North Korea has also launched several short- and long-range missiles since 1993. Some came very close to Japan — which now has one of the most sophisticated missile defence system, thanks to the help of the United States. By 2018, Japan will probably produce a new generation of interceptors developed jointly with the Americans.

South Korea is nervous too, especially with Seoul being so close to Pyongyang. South Korea is discussing deploying its own missile defence system with the United States.

The situation in Asia thus remains tense. Countries are nervous and want to arm themselves against China, North Korea or both. Abe will look for G7 support and will have few problems getting it, although it will not be substantial. The G7 will likely condemn China and North Korea and call for restraint.

The Economy and Domestic Issues

Not so long ago Japan was proclaiming its economic comeback. Yet the latest figures show otherwise, despite fiscal stimulus programs and quantitative easing under Abenomics, Shinzo Abe's economic policy. Japan's economy shrank again in the fourth quarter of 2015.

The G7 leaders will not be too hard on Japan. The world economy is slowing down and other countries are struggling too. Japan's problem is chronic stagnation, ongoing for 20 years, exacerbated by deflation and a shrinking domestic market. Deep structural reforms beyond Abenomics are needed.

— To be done —
- A) According to the excerpt on Japan's security and economy, when did Japan's economy shrink again?
- B) Show each line of the rows that contains the word "blue".

— Coordinate labeling data —
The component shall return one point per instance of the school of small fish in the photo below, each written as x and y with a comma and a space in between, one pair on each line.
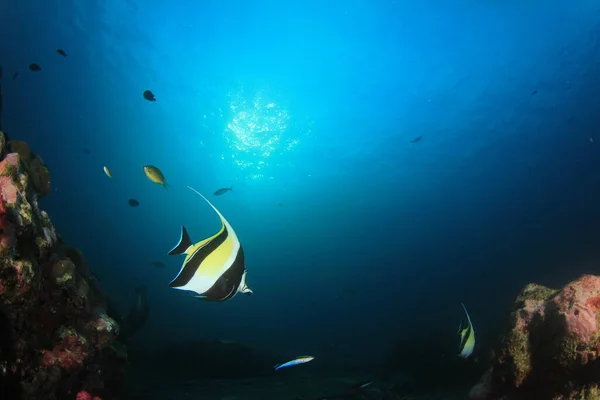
214, 268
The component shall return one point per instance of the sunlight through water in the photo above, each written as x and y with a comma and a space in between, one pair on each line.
258, 132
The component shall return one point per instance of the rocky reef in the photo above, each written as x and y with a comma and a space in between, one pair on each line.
551, 349
56, 340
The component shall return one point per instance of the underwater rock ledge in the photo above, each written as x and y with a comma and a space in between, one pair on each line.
551, 349
56, 339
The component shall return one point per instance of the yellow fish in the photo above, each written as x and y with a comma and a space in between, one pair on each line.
213, 268
155, 175
467, 337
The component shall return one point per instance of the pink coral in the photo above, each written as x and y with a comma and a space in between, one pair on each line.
579, 305
70, 353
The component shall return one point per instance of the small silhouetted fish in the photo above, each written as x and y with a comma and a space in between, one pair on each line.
157, 264
223, 191
148, 95
94, 277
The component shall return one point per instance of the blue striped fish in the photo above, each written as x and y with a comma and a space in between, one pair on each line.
296, 361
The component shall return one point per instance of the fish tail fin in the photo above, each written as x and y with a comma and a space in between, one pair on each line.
183, 245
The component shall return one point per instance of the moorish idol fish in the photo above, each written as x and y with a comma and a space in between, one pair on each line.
467, 337
213, 268
296, 361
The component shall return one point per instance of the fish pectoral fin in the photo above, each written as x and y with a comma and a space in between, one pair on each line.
184, 243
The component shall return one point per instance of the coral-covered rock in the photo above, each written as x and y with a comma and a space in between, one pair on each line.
63, 346
552, 346
37, 173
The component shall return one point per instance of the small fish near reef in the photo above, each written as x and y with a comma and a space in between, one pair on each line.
148, 95
155, 175
157, 264
222, 191
467, 337
214, 268
294, 362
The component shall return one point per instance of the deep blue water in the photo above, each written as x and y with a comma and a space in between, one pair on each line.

— Results for each task —
- A) In the fourth quarter of 2015.

- B)
The component shall return one point per instance of the blue striped fish in the photo above, each written as x and y with a comma and a space in between, one pair on each line.
The component shall return one point per instance of the deep blue water in the photo above, each written as x and y with a comma and a space in between, one pair on each line.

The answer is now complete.